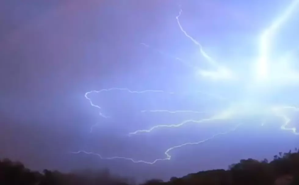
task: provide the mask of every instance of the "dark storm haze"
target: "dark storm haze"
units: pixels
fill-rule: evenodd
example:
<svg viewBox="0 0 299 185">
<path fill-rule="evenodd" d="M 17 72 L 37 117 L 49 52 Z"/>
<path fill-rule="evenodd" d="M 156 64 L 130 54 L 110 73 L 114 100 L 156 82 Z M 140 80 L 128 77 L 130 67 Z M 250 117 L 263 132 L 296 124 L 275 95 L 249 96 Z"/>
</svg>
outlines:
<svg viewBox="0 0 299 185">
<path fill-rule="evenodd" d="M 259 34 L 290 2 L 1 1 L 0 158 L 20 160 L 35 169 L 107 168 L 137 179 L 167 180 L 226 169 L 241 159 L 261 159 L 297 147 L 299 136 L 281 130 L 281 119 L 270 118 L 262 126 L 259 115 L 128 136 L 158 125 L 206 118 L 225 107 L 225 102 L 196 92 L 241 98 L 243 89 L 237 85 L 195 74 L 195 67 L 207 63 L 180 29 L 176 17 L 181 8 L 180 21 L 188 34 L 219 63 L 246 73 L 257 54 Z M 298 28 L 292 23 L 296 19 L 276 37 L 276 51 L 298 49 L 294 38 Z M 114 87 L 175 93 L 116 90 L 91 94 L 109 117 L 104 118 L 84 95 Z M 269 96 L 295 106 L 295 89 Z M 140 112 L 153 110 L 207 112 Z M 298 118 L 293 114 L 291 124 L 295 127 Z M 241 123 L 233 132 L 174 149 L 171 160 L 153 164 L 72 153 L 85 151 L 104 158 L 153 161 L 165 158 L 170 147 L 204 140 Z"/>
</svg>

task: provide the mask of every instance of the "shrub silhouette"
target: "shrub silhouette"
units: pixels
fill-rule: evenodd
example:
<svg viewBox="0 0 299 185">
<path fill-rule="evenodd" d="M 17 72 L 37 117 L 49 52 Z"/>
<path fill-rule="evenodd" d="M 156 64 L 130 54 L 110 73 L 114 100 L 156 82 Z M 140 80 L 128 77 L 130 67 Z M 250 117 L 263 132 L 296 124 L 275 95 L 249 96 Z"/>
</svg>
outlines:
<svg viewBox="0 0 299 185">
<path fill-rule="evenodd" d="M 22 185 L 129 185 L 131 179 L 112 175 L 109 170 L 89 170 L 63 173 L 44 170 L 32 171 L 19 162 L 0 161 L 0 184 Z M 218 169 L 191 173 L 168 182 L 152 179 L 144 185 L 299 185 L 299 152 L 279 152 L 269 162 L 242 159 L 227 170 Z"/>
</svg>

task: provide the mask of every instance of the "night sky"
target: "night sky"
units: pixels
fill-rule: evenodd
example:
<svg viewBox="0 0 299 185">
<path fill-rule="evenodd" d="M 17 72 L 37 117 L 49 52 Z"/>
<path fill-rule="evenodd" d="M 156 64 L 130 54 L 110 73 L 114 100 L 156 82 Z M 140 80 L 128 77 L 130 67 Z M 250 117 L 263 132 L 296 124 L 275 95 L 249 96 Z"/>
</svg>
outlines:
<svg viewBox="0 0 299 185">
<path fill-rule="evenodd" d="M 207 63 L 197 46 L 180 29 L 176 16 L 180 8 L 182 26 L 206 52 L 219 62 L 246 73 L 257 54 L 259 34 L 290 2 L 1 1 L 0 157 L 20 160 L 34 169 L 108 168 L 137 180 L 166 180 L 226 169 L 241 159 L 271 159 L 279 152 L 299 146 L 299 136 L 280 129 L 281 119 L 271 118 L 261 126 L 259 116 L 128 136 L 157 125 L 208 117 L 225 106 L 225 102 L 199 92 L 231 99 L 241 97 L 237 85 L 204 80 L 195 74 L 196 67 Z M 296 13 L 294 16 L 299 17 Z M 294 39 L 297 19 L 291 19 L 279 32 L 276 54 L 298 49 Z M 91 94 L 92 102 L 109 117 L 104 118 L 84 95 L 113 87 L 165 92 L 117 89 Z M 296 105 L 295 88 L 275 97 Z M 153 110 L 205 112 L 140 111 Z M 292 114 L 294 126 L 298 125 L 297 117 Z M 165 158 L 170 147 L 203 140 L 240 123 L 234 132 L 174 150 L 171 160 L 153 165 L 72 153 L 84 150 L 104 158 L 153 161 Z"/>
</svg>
◇ ◇ ◇ ◇ ◇ ◇ ◇
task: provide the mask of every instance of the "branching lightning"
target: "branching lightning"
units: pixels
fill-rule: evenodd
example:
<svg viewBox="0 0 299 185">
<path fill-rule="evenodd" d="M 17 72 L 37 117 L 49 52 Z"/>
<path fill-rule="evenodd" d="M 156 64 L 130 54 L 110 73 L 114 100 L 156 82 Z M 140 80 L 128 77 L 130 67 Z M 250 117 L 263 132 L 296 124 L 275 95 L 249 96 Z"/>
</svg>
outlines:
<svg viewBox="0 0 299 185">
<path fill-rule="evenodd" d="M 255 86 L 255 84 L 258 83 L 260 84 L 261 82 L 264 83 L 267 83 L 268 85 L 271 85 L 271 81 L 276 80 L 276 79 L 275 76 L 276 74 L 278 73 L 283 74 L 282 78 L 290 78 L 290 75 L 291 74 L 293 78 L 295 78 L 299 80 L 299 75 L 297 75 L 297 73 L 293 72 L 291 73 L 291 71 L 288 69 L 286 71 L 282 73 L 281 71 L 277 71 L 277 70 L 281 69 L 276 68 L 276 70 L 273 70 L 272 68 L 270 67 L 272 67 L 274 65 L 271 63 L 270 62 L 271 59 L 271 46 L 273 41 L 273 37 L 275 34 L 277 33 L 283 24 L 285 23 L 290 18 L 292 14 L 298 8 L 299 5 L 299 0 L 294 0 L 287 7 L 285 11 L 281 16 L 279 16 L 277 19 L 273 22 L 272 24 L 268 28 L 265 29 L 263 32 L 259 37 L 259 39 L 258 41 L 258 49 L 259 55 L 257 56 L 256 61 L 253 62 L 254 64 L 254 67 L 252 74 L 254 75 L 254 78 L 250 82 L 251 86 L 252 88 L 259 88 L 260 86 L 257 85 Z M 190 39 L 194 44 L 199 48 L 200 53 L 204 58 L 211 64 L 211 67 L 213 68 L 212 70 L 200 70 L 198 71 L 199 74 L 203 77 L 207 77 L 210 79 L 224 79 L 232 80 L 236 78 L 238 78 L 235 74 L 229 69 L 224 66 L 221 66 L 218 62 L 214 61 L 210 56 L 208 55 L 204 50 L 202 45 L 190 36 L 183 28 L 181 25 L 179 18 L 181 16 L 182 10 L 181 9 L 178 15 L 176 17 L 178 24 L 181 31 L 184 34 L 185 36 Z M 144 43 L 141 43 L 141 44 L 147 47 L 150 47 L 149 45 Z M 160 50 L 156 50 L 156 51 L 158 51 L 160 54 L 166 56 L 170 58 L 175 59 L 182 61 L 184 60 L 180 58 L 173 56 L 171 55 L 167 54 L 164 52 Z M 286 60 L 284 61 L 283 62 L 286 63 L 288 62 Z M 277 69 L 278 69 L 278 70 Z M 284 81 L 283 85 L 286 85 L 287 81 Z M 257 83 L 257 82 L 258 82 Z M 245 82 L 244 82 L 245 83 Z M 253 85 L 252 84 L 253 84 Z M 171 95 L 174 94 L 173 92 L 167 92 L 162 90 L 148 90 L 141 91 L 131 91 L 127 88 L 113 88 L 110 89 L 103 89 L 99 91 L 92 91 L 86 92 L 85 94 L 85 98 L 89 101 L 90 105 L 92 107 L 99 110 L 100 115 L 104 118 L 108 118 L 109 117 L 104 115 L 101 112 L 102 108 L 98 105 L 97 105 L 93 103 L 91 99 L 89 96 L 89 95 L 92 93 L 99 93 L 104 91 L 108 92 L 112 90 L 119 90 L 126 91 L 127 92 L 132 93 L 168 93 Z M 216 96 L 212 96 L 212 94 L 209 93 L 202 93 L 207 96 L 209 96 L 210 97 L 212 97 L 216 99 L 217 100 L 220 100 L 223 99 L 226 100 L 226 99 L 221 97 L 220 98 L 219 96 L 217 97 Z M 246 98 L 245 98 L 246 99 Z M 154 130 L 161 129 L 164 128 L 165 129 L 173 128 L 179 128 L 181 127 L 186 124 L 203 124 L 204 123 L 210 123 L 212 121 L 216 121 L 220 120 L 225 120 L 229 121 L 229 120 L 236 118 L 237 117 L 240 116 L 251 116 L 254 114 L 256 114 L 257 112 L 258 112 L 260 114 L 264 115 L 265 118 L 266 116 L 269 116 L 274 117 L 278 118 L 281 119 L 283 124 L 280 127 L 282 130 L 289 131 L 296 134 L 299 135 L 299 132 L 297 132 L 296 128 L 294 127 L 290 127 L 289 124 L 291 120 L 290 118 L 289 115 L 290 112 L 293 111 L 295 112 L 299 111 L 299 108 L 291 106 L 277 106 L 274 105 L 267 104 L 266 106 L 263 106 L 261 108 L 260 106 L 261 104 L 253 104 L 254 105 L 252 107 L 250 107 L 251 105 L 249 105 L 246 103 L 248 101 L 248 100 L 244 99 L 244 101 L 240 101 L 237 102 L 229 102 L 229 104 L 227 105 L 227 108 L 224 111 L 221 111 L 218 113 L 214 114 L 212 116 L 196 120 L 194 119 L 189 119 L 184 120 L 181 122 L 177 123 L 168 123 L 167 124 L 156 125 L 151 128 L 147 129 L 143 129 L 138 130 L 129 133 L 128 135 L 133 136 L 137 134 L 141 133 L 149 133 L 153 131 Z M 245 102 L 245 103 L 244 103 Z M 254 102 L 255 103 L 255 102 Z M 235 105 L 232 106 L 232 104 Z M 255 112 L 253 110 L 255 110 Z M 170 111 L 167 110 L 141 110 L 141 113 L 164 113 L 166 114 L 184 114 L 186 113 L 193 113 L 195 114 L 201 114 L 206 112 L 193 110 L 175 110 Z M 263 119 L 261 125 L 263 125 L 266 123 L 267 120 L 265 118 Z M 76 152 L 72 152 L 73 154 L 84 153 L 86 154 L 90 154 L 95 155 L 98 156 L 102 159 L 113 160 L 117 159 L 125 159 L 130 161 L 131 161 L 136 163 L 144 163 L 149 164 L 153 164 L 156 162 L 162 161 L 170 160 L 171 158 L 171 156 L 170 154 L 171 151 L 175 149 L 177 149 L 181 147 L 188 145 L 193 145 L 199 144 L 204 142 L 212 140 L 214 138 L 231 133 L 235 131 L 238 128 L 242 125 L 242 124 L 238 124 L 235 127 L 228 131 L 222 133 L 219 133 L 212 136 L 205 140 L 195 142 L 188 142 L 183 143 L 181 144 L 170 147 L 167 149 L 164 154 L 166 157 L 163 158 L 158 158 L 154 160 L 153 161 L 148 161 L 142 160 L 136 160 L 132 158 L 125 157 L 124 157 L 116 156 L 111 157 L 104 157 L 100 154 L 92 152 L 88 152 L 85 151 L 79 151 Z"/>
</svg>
◇ ◇ ◇ ◇ ◇ ◇ ◇
EXERCISE: How many lines of the data above contain the word "instance"? Reply with the number alone.

ANSWER TO THIS TASK: 4